(Your instructions):
Could you rewrite the listing from the line containing "Find the bridle" through the end of the listing, with "bridle" changed to "halter" and nothing else altered?

----------------

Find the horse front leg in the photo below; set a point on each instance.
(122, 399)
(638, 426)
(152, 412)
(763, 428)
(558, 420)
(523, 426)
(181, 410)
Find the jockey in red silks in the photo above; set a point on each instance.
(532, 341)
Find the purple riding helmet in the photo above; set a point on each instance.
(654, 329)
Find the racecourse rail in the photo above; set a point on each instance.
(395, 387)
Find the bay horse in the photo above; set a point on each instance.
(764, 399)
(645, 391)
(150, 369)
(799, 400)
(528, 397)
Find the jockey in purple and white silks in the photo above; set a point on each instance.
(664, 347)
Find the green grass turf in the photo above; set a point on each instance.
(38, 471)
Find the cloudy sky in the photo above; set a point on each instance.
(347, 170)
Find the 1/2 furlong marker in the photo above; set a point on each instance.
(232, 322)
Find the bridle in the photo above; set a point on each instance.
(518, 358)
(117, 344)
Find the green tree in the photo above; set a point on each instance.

----------------

(Solution to this problem):
Find the halter in the photo above; set a point on each instance.
(518, 358)
(117, 344)
Find the green tree in the photo above; set a point on each instance.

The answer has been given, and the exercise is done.